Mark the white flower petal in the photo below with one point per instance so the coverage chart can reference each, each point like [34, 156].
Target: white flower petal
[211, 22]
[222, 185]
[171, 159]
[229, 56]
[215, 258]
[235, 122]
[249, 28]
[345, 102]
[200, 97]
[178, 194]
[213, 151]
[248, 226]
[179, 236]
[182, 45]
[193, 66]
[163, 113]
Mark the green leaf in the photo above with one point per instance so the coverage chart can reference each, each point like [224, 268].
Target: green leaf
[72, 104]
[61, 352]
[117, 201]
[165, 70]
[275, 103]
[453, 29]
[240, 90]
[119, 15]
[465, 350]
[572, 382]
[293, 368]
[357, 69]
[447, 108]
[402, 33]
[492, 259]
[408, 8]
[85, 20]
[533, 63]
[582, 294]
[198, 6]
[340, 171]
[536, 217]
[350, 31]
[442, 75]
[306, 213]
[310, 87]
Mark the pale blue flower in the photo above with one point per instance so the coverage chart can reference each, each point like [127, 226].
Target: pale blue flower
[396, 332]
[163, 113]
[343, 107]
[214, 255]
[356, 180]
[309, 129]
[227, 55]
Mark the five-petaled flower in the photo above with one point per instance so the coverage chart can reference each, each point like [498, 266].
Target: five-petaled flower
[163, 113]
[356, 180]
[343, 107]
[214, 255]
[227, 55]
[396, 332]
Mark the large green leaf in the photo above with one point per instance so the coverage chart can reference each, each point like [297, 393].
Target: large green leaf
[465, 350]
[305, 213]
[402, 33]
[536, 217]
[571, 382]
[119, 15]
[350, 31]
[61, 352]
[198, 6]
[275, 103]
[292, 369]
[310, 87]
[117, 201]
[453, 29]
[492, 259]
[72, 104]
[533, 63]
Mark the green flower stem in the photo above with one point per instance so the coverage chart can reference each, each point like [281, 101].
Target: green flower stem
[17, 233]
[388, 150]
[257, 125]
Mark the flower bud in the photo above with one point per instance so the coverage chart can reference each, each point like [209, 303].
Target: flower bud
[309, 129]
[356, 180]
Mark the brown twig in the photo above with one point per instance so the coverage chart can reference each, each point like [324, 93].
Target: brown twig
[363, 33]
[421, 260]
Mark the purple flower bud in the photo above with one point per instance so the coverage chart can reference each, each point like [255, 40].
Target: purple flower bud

• _Work instructions_:
Write out again every line of the records from the line with "Mark the five-petaled" through the end of the records, requests included. Add 44 to each number in the answer coordinates, and leave the coordinates inside the requests unchanged.

• _Response_:
Mark the five-petaled flower in the photo above with one point per instance so the coverage chart can reference each, each point like [498, 266].
Target: five-petaled flower
[207, 157]
[400, 224]
[387, 151]
[258, 299]
[271, 99]
[440, 376]
Mark the large green leaf in the photo above with one point per instance so the coverage chart can reference each, each point like [297, 393].
Target: large green leaf
[509, 394]
[349, 257]
[446, 77]
[580, 261]
[615, 426]
[163, 59]
[394, 75]
[105, 396]
[242, 50]
[319, 147]
[336, 413]
[354, 131]
[161, 245]
[497, 73]
[536, 303]
[116, 148]
[577, 107]
Mark the green flower stem in the photo above with one point per instance so the coverage chart can reference each, each point like [281, 101].
Target: green flower stem
[61, 277]
[432, 194]
[301, 169]
Mark the flower bud in the photo above with one point per instance so the coverage chart can reference each, each point like [209, 303].
Target: flower bud
[353, 173]
[400, 224]
Mark the brown twig in the photo above with one point per instance so the coverage chart can reference each, each point like [324, 93].
Target: brown twig
[407, 77]
[465, 304]
Mark the purple flower bud in the photo above with one point per instance so the coverage chart can reference each, each point like [255, 40].
Target: purple flower bud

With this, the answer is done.